- [Your objective]
Nothing is to be altered; the data must be repeated exactly.

(Data entries)

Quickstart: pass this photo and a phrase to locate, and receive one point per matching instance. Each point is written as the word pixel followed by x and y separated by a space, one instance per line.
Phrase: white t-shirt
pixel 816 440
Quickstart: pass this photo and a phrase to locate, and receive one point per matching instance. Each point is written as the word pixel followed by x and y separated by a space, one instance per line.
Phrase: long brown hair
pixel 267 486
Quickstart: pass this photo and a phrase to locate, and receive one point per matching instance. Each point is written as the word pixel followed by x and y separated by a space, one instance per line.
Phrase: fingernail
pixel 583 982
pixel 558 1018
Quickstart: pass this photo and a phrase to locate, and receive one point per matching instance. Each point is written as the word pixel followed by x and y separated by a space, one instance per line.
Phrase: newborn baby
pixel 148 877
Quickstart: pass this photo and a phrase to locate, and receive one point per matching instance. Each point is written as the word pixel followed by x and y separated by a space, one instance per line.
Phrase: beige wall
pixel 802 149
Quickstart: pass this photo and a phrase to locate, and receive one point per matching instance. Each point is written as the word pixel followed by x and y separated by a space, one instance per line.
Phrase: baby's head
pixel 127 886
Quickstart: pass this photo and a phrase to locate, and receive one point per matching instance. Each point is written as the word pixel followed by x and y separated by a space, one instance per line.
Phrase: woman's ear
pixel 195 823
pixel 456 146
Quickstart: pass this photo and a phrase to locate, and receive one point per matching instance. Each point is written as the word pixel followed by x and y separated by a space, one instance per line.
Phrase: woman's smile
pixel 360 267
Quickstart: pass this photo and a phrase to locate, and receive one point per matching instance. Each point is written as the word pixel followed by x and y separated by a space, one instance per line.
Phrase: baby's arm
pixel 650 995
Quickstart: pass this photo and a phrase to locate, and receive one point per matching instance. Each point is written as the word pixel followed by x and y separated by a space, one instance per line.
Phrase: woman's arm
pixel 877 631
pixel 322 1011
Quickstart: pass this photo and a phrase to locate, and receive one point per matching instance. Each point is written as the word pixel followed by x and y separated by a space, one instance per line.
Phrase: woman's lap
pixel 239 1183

- [Exercise solution]
Quickstart: pass this photo and a phrase to locate, and receive one point per matching instance. Each point is written as the word pixel followed by x and y separated by a space, one instance per line.
Phrase: white t-shirt
pixel 816 440
Quickstart: pass this photo and a phrase to locate, and receive one point per matching instance. Each point is written as the word pixel followed by x and y separated by a space, one instance per line.
Phrase: long brown hair
pixel 267 486
Quickstart: pass this photo and a phrase to locate, and receive one point per matching instance. Each point is written as the word pixel followed by x and y separated by a space, one instance per line.
Phrase: fingernail
pixel 583 982
pixel 558 1018
Quickstart: pass this photo and a phrase to locate, and receive one point per matching instance. Each point is written as the word pixel followed by x and y separated by a space, one instance per line.
Phrase: newborn baby
pixel 148 877
Quickstart: pass this photo and a phrase to locate, and receive one point per matching instance. Each point is written as the word pixel followed by x and y separated by a space, one instance per line.
Phrase: beige wall
pixel 802 149
Quickstart: pass this photo and a phrase to locate, and receive one point per matching instance. Each point is written as the word pixel followed by x and y separated by a space, one instance per line.
Phrase: baby's head
pixel 127 886
Quickstart: pass this photo and a phrase to locate, and receive one point per matching instance. Each point is written as the word pixel followed by x and y separated by a space, one instance per line.
Phrase: woman's ear
pixel 195 823
pixel 456 146
Quickstart: pass this photo and a phrase to locate, and receive one point per matching instance. Each point is written as the word pixel followed by x and y separated by a space, one instance per line.
Phrase: woman's smile
pixel 360 267
Quickstart: pass this photo and a phrase to locate, and receive one point per matching instance. Each point is written as the word pixel followed by x and y separated by a space, one instance per line.
Phrase: baby's arm
pixel 650 995
Quickstart: pass this photo and a phrase to locate, and receive one point per matching instance. Each point is written as the word pixel followed by x and y separated by a space, one instance per line.
Phrase: woman's arm
pixel 877 631
pixel 322 1011
Quickstart: pass this photo and a phrase to locate, and receive one point per matching instance. Each point is written as the word pixel followed by x and y separated by a space, one instance per line.
Phrase: woman's lap
pixel 239 1183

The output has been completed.